- **ACTIVITY**:
The response must contain every line from the records below that has "striped".

- **Point-per-instance localization data**:
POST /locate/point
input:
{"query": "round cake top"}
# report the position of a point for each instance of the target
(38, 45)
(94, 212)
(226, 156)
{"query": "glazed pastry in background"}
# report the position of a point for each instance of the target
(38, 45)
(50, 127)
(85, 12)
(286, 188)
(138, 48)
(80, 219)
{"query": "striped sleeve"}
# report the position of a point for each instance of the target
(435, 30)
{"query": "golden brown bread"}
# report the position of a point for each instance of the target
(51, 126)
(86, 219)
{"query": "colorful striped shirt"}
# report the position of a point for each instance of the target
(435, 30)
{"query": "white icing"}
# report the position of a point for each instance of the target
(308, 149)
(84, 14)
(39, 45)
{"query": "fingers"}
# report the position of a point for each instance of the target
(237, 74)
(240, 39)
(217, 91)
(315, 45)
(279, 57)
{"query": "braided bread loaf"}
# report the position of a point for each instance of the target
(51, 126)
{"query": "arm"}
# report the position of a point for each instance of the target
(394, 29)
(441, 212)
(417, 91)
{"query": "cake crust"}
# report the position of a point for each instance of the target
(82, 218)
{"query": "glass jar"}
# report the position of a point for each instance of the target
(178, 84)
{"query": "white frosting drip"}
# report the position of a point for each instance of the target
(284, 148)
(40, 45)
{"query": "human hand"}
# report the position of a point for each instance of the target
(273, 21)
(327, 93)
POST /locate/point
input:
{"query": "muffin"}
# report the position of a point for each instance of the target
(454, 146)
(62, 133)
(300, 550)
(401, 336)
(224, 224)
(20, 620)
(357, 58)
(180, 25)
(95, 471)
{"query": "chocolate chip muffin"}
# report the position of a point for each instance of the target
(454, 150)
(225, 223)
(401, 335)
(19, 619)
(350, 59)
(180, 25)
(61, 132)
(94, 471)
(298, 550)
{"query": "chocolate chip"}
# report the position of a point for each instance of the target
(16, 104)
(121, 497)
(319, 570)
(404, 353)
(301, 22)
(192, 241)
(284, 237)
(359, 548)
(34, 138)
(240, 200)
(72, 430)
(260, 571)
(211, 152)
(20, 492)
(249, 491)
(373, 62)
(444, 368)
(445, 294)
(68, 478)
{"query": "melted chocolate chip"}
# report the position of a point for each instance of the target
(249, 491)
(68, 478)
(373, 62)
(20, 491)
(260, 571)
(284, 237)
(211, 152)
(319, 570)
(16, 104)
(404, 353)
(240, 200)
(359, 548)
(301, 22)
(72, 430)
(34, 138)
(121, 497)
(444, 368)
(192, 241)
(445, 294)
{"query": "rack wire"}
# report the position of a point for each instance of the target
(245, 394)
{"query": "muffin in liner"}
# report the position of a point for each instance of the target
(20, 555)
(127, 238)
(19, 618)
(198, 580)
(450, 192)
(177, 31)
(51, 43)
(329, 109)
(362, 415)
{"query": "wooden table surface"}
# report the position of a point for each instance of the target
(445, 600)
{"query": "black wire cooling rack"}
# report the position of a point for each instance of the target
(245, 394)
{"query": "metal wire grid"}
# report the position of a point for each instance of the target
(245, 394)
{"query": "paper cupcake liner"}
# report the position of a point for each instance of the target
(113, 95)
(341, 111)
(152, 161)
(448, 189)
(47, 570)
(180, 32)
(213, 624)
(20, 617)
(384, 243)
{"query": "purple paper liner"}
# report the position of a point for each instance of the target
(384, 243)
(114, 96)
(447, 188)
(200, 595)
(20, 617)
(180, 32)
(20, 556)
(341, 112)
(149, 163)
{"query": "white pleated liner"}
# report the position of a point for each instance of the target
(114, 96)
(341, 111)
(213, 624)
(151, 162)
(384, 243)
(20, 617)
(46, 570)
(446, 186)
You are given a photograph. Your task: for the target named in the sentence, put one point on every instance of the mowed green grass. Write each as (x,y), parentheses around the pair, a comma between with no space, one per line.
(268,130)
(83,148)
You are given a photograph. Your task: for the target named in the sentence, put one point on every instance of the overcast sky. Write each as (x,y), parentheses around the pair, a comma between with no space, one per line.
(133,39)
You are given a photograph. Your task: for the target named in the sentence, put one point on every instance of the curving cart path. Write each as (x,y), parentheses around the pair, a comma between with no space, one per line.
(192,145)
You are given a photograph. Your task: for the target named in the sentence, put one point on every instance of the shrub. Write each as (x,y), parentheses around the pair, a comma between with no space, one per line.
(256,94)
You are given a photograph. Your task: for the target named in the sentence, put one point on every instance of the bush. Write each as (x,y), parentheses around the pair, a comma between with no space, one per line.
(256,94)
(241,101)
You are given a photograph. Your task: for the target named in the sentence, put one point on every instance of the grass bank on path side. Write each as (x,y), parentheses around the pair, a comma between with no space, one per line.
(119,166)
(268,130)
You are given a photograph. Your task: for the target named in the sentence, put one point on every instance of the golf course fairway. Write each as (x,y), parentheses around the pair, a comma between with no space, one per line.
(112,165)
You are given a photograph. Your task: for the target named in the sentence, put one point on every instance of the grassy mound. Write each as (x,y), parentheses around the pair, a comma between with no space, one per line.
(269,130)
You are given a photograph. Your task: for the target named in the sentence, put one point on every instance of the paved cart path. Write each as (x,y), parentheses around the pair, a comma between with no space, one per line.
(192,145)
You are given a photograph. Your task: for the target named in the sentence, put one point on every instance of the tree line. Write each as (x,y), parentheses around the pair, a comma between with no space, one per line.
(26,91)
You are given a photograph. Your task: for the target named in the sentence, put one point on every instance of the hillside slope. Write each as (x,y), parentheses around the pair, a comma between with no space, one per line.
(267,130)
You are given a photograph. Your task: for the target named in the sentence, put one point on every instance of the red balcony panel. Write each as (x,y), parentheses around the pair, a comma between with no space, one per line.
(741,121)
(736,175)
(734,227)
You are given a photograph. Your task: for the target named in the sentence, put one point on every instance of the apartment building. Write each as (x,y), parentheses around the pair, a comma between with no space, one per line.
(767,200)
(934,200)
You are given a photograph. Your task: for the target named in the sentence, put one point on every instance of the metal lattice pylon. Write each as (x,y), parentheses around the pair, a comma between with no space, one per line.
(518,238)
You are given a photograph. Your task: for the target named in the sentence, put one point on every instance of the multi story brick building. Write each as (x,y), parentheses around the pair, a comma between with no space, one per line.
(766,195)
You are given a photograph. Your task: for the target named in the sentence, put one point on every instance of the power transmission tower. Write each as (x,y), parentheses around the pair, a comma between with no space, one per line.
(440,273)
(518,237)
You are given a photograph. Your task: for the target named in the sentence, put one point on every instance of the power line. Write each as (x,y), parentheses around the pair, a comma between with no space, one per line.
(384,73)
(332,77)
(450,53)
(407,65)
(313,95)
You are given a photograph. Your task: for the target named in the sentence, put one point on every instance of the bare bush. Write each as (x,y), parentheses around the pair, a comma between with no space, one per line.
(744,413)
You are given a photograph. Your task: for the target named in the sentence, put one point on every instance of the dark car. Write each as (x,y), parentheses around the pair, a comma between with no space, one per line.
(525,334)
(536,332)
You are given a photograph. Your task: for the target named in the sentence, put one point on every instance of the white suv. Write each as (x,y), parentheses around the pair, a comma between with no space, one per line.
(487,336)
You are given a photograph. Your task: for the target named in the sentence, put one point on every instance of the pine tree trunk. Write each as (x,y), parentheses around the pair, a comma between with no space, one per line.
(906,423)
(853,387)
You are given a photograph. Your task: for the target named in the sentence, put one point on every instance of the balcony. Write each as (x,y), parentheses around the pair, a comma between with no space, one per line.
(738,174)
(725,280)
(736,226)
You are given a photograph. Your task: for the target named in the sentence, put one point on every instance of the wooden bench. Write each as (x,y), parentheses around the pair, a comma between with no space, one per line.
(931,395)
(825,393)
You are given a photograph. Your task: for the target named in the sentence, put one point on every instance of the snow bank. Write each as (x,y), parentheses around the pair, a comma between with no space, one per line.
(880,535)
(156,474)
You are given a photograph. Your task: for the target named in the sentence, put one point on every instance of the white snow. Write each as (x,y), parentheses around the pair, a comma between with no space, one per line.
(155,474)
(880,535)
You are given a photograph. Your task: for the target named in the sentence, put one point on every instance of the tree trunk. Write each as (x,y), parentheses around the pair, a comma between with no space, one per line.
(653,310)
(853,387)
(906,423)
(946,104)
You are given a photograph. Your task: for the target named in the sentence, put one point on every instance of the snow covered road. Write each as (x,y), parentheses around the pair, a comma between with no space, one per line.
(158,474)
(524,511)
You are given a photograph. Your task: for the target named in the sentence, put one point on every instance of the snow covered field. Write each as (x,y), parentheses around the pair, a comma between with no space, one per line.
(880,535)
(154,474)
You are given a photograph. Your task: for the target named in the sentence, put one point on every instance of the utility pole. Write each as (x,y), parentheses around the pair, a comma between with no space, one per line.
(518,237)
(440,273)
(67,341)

- **WRITTEN SOLUTION**:
{"query": "striped sleeve"}
{"query": "colorful striped shirt"}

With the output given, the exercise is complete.